* ARTICLE:
-- -- --

17. The computer-readable medium of claim 16, wherein for at least
one identifier, there are multiple entries in the table that are
associated as confusable for which the multiple entries do not have
acoustic similarities.
18. The computer-readable medium of claim 16, wherein the prompt
presents each of the multiple entries either in a sorted order.
19. The computer-readable medium of claim 16, wherein table entries
are modified dynamically.
Description
BACKGROUND OF THE INVENTION
[0001] 1. Field of the Invention
[0002] The present invention relates in general to automated speech
recognition and, in particular, to a system and method to
dynamically manipulate and disambiguate confusable speech input
through the use of a table.
[0003] 2. Introduction
[0004] Within the field of automated speech recognition (ASR), ASR
grammars, also known as language models, describe and constrain
user input to a specific set of valid utterances. For example a
simple grammar might describe a set of words or phrases which are
valid input to a given system. A more complex grammar could include
additional language elements and indicate various options and
alternatives.
[0005] Many telephony based interactive voice response systems
JVRs) elicit caller input via speech and attempt to act on that
speech based on the use of ASR grammars. After receiving a result
from the ASR system, an IVR system typically uses hard-coded
program logic to determine its next course of action. Other
technologies that utilize ASR grammars are computers that respond
and execute user commands or word processors that take
dictation.
[0006] One interesting case can occur when the ASR system is unable
to make a precise determination of the speaker's intent, either
because their initial speech was ambiguous, or because there are
several valid options in the grammar that may sound similar. If a
grammar contains several similar-sounding items, it may be
desirable to further clarify (disambiguate) the speaker's intent.
For example, if a speaker says "three," the ASR recognition might
return "three", "tree", or "free" and the system may need to verify
the speaker's intent. Again, the application may be hard-coded. For
instance, anytime a caller says "three", "ctree", or "free", an IVR
system could return with a hard-coded menu telling the caller to
press one for "three", two for "tree", or three for "free." Such
hard-coded menus do not allow the ease and flexibility required to
optimize interaction with such callers. In some instances, the menu
items are presented in an N-best order, with the most likely match
being presented first. However, returning menu items in an N-best
order is not always the most desirable order to present items to
the user. Therefore, there is a need to improve speech recognition
manipulation and disambiguation.
SUMMARY OF THE INVENTION
[0007] Additional features and advantages of the invention will be
set forth in the description which follows, and in part will be
obvious from the description, or may be learned by practice of the
invention. The features and advantages of the invention may be
realized and obtained by means of the instruments and combinations
particularly pointed out in the appended claims. These and other
features of the present invention will become more fully apparent
from the following description and appended claims, or may be
learned by the practice of the invention as set forth herein.
[0008] The invention includes a network, a system, a method, and a
computer-readable medium associated with dynamically manipulating
and disambiguating speech input using a table. An exemplary method
embodiment of the invention comprises assigning an identifier to
each of at least one portion of received speech, querying a table
to determine whether at least one entry is associated with the
identifier, and if multiple entries are associated in the table
with the identifier, then disambiguating between the multiple
entries by generating a prompt to the user. The assignment of the
identifier may be accomplished in the ASR grammar. This method
allows the table to be easily and dynamically modified to revise a
dialog prompting rather than regenerating the ASR grammar.

-- -- --

* DATA RECORDS:

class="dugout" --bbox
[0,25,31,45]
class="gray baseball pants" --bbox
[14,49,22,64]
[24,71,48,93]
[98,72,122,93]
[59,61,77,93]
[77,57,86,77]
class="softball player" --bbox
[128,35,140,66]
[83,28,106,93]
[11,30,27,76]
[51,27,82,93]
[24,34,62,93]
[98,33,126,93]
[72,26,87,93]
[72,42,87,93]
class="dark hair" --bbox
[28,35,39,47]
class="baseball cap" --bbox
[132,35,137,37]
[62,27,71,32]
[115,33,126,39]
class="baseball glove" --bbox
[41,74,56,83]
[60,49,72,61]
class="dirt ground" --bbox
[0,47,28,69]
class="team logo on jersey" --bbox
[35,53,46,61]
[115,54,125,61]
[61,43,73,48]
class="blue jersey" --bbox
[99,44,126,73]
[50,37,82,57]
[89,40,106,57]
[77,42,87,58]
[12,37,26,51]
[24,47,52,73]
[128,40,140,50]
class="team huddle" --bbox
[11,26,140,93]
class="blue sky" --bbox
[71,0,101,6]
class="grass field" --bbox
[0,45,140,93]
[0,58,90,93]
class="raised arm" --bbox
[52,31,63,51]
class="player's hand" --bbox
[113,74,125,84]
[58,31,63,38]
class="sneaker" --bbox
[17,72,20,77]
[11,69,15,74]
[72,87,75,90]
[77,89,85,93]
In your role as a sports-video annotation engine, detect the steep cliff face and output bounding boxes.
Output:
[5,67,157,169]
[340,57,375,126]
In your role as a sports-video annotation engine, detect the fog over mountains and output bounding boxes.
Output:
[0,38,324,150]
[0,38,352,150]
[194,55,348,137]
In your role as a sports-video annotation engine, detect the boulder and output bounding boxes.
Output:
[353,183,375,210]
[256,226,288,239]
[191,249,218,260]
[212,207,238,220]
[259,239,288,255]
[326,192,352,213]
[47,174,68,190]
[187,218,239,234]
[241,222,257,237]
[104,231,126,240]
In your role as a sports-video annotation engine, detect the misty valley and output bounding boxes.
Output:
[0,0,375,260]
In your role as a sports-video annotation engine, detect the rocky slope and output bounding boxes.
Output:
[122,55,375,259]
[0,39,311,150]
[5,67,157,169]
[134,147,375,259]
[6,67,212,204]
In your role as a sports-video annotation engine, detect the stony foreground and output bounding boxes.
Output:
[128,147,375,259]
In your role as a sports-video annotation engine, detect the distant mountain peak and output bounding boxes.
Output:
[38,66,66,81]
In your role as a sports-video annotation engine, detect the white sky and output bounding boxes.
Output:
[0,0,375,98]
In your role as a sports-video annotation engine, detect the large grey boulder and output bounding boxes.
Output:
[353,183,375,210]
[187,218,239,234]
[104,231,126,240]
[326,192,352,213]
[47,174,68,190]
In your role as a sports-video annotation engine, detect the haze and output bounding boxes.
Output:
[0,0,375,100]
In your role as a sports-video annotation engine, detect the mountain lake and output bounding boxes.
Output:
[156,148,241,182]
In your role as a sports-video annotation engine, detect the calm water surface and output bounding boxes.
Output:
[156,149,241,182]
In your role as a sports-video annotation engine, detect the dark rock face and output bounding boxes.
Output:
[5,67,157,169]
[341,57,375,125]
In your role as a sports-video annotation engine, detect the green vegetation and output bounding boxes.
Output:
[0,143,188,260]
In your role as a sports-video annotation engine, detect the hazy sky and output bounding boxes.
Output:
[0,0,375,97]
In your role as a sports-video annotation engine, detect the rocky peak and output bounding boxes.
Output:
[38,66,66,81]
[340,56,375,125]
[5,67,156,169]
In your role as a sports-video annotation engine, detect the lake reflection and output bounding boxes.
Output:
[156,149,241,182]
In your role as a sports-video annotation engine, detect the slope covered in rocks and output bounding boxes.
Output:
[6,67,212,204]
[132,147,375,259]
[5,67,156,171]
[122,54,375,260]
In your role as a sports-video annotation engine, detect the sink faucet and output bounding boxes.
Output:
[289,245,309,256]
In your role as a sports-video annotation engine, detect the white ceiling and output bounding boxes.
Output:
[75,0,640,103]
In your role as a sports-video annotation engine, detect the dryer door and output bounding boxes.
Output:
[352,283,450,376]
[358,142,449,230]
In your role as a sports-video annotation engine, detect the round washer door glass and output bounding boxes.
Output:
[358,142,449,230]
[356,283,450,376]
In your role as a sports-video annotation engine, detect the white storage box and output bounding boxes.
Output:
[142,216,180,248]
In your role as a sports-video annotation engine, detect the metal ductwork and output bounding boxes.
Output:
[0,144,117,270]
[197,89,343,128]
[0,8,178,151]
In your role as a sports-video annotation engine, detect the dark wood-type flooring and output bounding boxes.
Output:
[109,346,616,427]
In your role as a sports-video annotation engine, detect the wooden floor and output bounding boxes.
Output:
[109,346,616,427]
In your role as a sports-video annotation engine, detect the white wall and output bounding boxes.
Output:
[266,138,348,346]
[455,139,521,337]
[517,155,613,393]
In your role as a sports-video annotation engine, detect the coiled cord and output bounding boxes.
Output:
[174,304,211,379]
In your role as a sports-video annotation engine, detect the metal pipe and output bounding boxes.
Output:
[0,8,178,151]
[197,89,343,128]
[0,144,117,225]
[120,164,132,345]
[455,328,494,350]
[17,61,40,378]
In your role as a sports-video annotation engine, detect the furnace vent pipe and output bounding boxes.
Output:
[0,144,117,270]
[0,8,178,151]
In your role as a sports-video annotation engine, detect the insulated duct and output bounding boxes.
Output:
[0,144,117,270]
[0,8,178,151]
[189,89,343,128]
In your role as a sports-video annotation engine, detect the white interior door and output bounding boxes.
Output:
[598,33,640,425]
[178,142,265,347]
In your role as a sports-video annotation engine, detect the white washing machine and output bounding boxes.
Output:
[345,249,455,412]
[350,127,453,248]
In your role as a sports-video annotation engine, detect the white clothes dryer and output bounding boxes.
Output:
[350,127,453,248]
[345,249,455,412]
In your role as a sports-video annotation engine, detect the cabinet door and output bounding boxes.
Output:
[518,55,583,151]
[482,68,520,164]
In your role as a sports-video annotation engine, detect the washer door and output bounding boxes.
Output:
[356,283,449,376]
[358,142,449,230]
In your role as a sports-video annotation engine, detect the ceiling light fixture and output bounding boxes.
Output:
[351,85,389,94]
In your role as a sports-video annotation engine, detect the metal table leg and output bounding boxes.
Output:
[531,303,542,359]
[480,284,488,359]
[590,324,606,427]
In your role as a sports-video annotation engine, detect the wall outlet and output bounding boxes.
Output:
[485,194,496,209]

-- -- --

* REQUIRED ACTIONS:
- 1) Answer these from the speech recognition patent excerpt, one line each:
(a) What other name does it give for ASR grammars?
(b) In its example, which three results might the ASR recognition return when a speaker says "three"?
(c) Where may the assignment of the identifier be accomplished?
- 2) Name every item that the speech recognition patent excerpt says the invention includes.
- 3) Extend the speech recognition patent excerpt with a few more sentences, picking up right after its final one.

* WRITTEN RESPONSES:
- 1)
(a) Language models.
(b) "three", "tree", or "free".
(c) In the ASR grammar.

- 2) A network, a system, a method, and a computer-readable medium.

- 3)
BRIEF DESCRIPTION OF THE DRAWINGS
[0009] In order to describe the manner in which the above-recited
and other advantages and features of the invention can be obtained,
a more particular description of the invention briefly described
above will be rendered by reference to specific embodiments thereof
which are illustrated in the appended drawings. Understanding that
these drawings depict only typical embodiments of the invention and
are not therefore to be considered to be limiting of its scope, the
invention will be described and explained with additional
specificity and detail through the use of the accompanying drawings
in which:
[0010] FIG. 1 illustrates a basic system or computing device
embodiment of the invention;
[0011] FIG. 2 illustrates an example Interactive Voice Response
System according to the present invention;
[0012] FIG. 3 illustrates two examples of simple ASR grammars;
[0013] FIG. 4 illustrates an example of the association between the
grammar, the identifiers, the table, and the table entries;
and,
[0014] FIG. 5 illustrates a method embodiment of the invention.
DETAILED DESCRIPTION OF THE INVENTION
[0015] Various embodiments of the invention are discussed in detail
below. While specific implementations are discussed, it should be
understood that this is done for illustration purposes only. A
person skilled in the relevant art will recognize that other
components and configurations may he used without parting from the
spirit and scope of the invention.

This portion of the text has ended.